• Work instructions: Resize only the lines below from the line containing "Note to the class: find the horse's" through the last line, restating each of them, requests included, with every coordinate in the answers multiplied by 1.7 and rounded to a whole number, halves rounded up.

• Records shown:
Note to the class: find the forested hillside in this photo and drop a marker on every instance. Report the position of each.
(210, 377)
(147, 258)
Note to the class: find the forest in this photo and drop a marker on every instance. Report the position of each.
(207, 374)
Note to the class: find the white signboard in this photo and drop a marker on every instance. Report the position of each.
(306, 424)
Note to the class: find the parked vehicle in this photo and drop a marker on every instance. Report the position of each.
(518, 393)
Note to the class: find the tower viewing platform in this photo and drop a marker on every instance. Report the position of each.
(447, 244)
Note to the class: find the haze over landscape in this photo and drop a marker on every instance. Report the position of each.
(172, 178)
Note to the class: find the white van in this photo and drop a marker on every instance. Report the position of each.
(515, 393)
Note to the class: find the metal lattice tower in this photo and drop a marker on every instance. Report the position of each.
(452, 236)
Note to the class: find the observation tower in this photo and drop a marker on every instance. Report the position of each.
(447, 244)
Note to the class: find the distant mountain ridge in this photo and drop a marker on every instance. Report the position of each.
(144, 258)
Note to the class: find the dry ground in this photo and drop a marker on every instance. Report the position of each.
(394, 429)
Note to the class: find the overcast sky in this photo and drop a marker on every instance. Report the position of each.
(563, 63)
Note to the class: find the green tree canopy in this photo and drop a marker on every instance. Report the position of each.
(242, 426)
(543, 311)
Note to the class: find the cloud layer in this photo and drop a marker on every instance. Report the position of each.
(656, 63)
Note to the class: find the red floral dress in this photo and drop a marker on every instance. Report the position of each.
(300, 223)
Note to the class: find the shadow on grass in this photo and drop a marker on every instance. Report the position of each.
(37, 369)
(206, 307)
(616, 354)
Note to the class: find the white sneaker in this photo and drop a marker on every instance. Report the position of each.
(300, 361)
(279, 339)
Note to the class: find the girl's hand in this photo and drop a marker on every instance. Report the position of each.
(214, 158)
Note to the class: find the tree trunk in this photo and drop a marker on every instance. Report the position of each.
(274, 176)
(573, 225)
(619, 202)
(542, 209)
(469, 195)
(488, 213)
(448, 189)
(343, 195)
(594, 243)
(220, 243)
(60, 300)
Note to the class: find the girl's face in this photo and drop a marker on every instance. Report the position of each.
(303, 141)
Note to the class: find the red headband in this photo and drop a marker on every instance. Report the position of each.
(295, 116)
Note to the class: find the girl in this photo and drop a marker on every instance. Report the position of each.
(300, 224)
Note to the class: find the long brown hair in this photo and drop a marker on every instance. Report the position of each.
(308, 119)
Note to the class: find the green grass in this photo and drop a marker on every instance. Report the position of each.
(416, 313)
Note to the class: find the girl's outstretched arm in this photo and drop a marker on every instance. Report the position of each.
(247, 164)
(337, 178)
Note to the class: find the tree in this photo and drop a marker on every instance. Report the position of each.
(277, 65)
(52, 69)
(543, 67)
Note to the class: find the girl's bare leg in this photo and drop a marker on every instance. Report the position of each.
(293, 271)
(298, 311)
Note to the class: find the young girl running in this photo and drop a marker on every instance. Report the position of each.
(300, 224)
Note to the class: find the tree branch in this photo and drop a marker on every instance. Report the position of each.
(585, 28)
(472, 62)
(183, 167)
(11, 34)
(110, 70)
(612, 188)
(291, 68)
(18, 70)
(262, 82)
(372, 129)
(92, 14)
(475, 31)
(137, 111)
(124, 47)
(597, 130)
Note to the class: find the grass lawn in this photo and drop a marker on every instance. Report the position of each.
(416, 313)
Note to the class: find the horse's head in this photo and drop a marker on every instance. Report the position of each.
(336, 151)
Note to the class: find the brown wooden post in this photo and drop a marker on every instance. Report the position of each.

• Finished task:
Note to the class: find the horse's head in this photo and drop a marker on every instance. Report the position of each.
(571, 257)
Note to the class: find the brown wooden post in this photo and drop a marker on every instance. Report the position of each.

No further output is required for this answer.